-- Work instruction --
Start your answer with the line containing "In the photo above, where can the wood" and end it with the last line of the records below, retyping every line between exactly and adding nothing.

Point localization data:

"""

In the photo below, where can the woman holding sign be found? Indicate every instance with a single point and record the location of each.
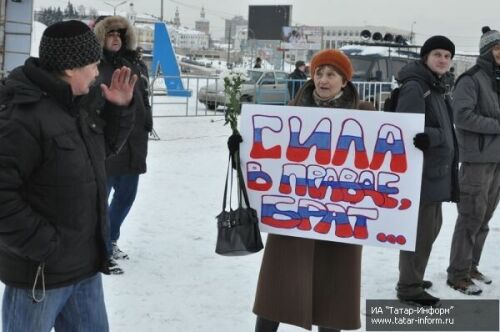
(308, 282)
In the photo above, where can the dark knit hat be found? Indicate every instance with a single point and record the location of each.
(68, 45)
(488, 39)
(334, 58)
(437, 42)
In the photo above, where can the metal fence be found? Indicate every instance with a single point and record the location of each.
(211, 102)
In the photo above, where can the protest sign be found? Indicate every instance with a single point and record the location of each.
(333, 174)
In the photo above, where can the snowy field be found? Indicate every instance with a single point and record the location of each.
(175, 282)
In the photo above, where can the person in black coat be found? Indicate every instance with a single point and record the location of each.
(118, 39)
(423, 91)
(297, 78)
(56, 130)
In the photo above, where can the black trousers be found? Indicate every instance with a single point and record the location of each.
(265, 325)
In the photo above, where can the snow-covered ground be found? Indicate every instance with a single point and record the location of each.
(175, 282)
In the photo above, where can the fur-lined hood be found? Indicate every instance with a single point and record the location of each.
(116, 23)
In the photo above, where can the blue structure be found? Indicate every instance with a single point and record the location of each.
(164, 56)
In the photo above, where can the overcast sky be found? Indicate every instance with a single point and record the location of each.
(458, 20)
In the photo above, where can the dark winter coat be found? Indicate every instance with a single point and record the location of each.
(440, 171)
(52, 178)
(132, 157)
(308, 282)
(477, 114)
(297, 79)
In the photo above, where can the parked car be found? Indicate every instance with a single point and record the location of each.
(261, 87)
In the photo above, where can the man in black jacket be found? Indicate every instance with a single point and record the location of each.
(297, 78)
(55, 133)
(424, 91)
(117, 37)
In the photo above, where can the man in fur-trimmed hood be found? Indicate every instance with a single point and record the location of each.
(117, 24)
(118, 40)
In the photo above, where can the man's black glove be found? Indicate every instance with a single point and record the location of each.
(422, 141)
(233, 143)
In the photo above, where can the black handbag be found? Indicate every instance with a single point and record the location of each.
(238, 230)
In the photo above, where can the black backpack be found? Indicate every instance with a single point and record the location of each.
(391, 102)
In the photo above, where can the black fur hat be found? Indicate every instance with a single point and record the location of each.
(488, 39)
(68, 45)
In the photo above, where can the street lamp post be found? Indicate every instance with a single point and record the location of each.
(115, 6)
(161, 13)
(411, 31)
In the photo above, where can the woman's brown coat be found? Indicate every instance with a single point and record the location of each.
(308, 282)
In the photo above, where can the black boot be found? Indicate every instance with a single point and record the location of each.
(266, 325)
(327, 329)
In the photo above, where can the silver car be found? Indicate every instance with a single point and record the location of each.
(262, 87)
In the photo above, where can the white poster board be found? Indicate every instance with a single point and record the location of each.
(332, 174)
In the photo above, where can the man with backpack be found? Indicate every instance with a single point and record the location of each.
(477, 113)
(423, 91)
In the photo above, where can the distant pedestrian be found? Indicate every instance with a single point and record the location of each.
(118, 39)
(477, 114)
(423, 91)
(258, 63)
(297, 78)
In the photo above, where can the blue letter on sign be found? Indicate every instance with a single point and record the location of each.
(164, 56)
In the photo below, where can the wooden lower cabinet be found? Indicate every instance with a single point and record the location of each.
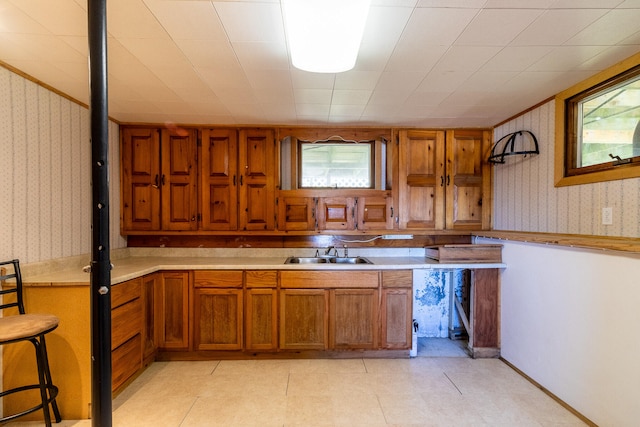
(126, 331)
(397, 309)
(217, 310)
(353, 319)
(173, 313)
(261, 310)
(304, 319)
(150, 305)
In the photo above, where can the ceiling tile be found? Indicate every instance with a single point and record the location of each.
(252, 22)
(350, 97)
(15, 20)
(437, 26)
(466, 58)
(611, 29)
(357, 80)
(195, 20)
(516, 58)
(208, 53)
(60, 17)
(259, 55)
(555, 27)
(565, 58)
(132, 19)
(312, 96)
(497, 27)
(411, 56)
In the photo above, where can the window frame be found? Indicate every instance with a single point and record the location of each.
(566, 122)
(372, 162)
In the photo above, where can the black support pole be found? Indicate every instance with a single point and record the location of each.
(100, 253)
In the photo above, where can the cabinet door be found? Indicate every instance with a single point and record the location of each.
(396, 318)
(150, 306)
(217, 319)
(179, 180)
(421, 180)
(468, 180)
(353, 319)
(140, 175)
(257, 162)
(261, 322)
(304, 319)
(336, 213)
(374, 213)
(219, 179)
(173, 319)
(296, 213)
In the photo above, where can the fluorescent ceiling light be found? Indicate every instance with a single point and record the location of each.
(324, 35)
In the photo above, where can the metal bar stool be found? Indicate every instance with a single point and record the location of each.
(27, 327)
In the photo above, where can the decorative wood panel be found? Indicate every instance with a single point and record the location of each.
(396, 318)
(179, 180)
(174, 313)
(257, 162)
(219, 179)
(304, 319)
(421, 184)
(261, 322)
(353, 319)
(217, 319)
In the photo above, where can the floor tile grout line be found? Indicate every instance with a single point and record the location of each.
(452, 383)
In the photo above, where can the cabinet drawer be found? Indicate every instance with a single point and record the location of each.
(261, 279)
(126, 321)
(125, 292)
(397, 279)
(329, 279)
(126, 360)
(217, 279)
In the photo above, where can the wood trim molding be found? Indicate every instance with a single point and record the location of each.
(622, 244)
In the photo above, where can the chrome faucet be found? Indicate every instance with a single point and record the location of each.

"""

-- Task response --
In the photo above, where can the wood trim molding be found? Indicate every instance with a single point and record the location of each.
(622, 244)
In the photo above, where can the chrome faucet be found? Indicate every instance with a single point and record the location of each.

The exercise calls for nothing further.